▸ **Objective**: Edit the records below by replacing "photo" with "image" and keeping everything else the same. Leave the pictures out of your answer.

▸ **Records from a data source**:

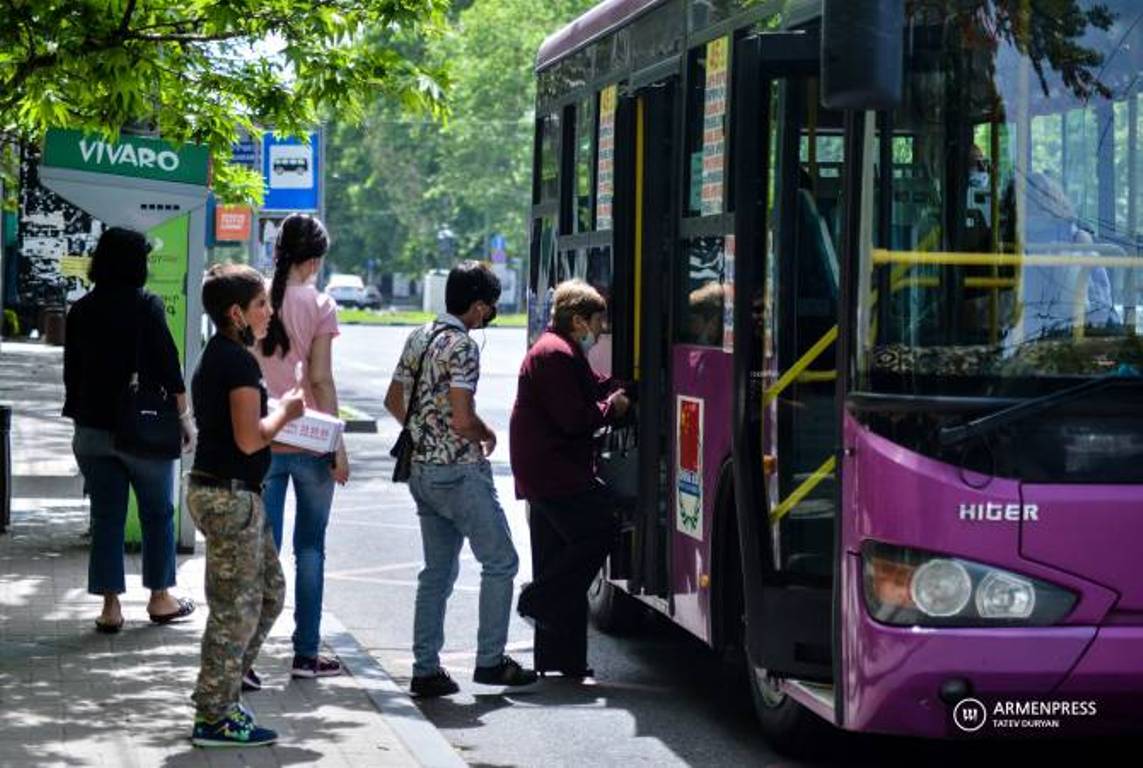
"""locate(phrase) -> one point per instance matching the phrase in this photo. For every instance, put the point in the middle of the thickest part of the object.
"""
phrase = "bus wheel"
(612, 609)
(788, 726)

▸ **Task solution**:
"""locate(phrase) -> one point per instance matching the phrase in this image. For every instance, put the point in the middle of the thickest part of the object.
"""
phrase = "bus wheel"
(612, 609)
(788, 726)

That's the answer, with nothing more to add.